DOKUMENTAUSZUG
_ _ _ _ _ _ _

Klinische Neurophysiologie 2007; 38 - P233
DOI: 10.1055/s-2007-976361

Einfluss von Angst auf die Fähigkeit zur Verhaltensinhibition bei alkoholabhängigen Patienten

E Karamatskos 1, S Karch 1, L Jäger 1, C Graz 1, A Stammel 1, W Flatz 1, J Lutz 1, B Holtschmidt-Täschner 1, J Genius 1, G Leicht 1, O Pogarell 1, M Reiser 1, HJ Möller 1, U Hegerl 1, M Soyka 1, C Mulert 1
  • 1München

Patienten mit Alkoholabhängigkeit zeigen häufig kognitive Defizite vor allem in den Bereichen Gedächtnis und exekutive Fähigkeiten (Parsons OA, Alcohol Clin Exp Res; 1998:22(4): 954–61). Unklar ist, ob bzw. inwieweit komorbide psychiatrische Erkrankungen an der Ausprägung der kognitiven Beeinträchtigungen beteiligt sind. Untersucht wurden die neuronalen Korrelate der Verhaltensinhibition bei Patienten mit Alkoholabhängigkeit und gesunden Kontrollpersonen sowie der Einfluss einer komorbiden Angsterkrankung auf diese Prozesse.

Es wurden zeitgleich Verhaltensdaten, ereigniskorrelierte Potentiale (61 Kanäle entsprechend dem internationalen 10/10 Systems; Aufnahmerate: 5000Hz) und BOLD-Reaktionen (1.5 T Sonata; 10 Schichten; TR/TE=3000/53ms) erhoben, während Patienten (N=16) und alters- und geschlechtsgematchte Kontrollpersonen (N=16) eine Go/NoGo-Aufgabe ausführten. Die Patientengruppe wurde in zwei Subgruppen unterteilt in eine Gruppe mit hohen und eine mit niedrigen Angstwerten

Der Vergleich der elektrophysiologischen Daten der Patienten mit denen der Kontrollprobanden ergab keine signifikanten Unterschiede. Hingegen zeigten alkoholabhängigen Patienten mit höheren Angstwerten tendenziell schnelleren Reaktionen und leicht erhöhte NoGo-P300 Amplituden als Patienten mit geringer ausgeprägter habitueller Angst. Der Vergleich der BOLD Reaktionen von Patienten mit hohen und niedrigen BOLD Reaktionen ergaben eine stärkere Beteiligung lateral frontaler Regionen bei ängstlichen Patienten.

_ _ _ _ _ _ _

DATEN
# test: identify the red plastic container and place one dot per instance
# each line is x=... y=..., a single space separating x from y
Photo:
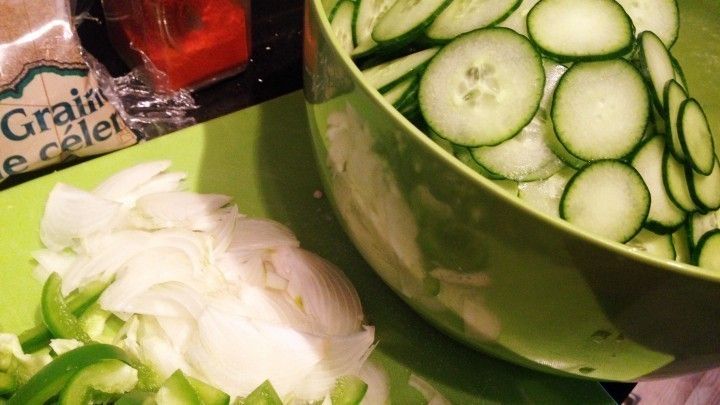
x=191 y=42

_ _ _ _ _ _ _

ARBEITSANWEISUNGEN
a: Schreiben Sie aus dem Abstract zur Verhaltensinhibition die Passage von "E Karamatskos 1, S" bis "auf diese Prozesse." wörtlich ab.
b: Welche Datenarten wurden laut dem Abstract zur Verhaltensinhibition während der Go/NoGo-Aufgabe zeitgleich erhoben? Nennen Sie alle.

ÜBUNGSERGEBNISSE
a:
E Karamatskos 1, S Karch 1, L Jäger 1, C Graz 1, A Stammel 1, W Flatz 1, J Lutz 1, B Holtschmidt-Täschner 1, J Genius 1, G Leicht 1, O Pogarell 1, M Reiser 1, HJ Möller 1, U Hegerl 1, M Soyka 1, C Mulert 1
  • 1München

Patienten mit Alkoholabhängigkeit zeigen häufig kognitive Defizite vor allem in den Bereichen Gedächtnis und exekutive Fähigkeiten (Parsons OA, Alcohol Clin Exp Res; 1998:22(4): 954–61). Unklar ist, ob bzw. inwieweit komorbide psychiatrische Erkrankungen an der Ausprägung der kognitiven Beeinträchtigungen beteiligt sind. Untersucht wurden die neuronalen Korrelate der Verhaltensinhibition bei Patienten mit Alkoholabhängigkeit und gesunden Kontrollpersonen sowie der Einfluss einer komorbiden Angsterkrankung auf diese Prozesse.

b: Verhaltensdaten; ereigniskorrelierte Potentiale; BOLD-Reaktionen